## [DE OPDRACHT]
Schrijf uit het documentfragment hieronder letterlijk het deel over dat opent met de woorden "Op 19 augustus" en sluit met "van de VOG.".

## [DOCUMENTFRAGMENT]
........

ECLI:NL:RVS:2020:1992

Raad van State

Datum uitspraak
19 augustus 2020
Publicatiedatum
19 augustus 2020
Zaaknummer
201908373/1/A3
Instantie
Raad van State
Type
Uitspraak
Rechtsgebied
Bestuursrecht
Procedures
  • Hoger beroep
Vindplaatsen
  • Rechtspraak.nl
AI samenvatting door LexboostAutomatisch gegenereerd

Afwijzing verzoek om Verklaring omtrent het gedrag wegens verdenking van poging doodslag en zware mishandeling

Op 19 augustus 2020 heeft de Afdeling bestuursrechtspraak van de Raad van State uitspraak gedaan in een hoger beroep van [appellant] tegen de minister voor Rechtsbescherming. Het hoger beroep volgde op de afwijzing van een verzoek om afgifte van een Verklaring omtrent het gedrag (VOG) door de minister, die dit deed op basis van een registratie in het Justitieel Documentatie Systeem (JDS) van verdenkingen van poging doodslag en zware mishandeling. De feiten die aan de afwijzing ten grondslag lagen, dateren van 24 november 2017, en de minister oordeelde dat het risico voor de samenleving zwaarder weegt dan de belangen van [appellant] bij de afgifte van de VOG.

De rechtbank Amsterdam had eerder de afwijzing van de minister bevestigd, en [appellant] stelde dat de minister niet had gemotiveerd waarom er een redelijke verdenking van een strafbaar feit was. Tijdens de zitting op 5 augustus 2020 werd [appellant] vertegenwoordigd door mr. L.R. Waaijer, terwijl de minister werd vertegenwoordigd door mr. S. Azarkani. De rechtbank oordeelde dat de minister zich in redelijkheid op het standpunt kon stellen dat aan het objectieve criterium voor afgifte van de VOG was voldaan, gezien de ernst van de verdenkingen en de verantwoordelijkheden van de functie als verkeersregelaar.

........

[Opgeslagen items]
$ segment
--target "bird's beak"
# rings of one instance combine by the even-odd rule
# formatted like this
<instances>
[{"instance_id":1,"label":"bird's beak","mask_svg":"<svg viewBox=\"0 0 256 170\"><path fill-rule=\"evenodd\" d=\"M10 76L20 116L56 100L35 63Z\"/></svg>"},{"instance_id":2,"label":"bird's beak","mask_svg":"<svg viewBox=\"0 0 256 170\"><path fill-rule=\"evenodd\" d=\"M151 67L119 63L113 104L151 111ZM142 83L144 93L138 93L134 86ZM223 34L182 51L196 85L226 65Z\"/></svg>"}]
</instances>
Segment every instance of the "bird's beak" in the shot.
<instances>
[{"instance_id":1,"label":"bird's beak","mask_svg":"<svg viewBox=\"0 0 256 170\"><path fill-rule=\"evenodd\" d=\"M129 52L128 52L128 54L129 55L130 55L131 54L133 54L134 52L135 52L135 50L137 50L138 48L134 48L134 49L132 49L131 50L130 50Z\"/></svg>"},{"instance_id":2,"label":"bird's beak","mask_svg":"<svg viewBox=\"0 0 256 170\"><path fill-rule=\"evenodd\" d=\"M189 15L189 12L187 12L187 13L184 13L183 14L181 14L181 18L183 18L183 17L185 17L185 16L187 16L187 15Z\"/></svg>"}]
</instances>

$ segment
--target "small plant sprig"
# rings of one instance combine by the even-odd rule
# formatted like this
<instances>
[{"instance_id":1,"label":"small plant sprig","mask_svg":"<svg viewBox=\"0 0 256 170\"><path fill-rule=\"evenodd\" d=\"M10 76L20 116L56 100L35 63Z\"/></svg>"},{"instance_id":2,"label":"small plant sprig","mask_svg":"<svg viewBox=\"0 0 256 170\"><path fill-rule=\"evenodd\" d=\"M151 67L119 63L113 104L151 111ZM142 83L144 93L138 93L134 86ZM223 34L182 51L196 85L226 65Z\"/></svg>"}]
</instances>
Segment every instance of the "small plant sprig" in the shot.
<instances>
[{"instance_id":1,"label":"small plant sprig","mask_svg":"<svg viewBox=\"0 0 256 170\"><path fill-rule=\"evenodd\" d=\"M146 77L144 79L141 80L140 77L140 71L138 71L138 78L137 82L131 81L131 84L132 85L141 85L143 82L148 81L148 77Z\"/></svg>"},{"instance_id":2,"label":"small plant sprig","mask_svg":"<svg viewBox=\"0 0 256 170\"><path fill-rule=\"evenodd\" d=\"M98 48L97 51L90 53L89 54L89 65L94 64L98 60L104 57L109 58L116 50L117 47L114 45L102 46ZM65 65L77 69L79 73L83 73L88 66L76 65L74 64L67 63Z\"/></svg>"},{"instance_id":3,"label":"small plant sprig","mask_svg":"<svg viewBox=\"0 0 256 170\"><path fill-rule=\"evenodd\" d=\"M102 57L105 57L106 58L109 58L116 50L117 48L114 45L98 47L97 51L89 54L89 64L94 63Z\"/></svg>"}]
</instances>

........

## [UITVOER OPDRACHT]
Op 19 augustus 2020 heeft de Afdeling bestuursrechtspraak van de Raad van State uitspraak gedaan in een hoger beroep van [appellant] tegen de minister voor Rechtsbescherming. Het hoger beroep volgde op de afwijzing van een verzoek om afgifte van een Verklaring omtrent het gedrag (VOG) door de minister, die dit deed op basis van een registratie in het Justitieel Documentatie Systeem (JDS) van verdenkingen van poging doodslag en zware mishandeling. De feiten die aan de afwijzing ten grondslag lagen, dateren van 24 november 2017, en de minister oordeelde dat het risico voor de samenleving zwaarder weegt dan de belangen van [appellant] bij de afgifte van de VOG.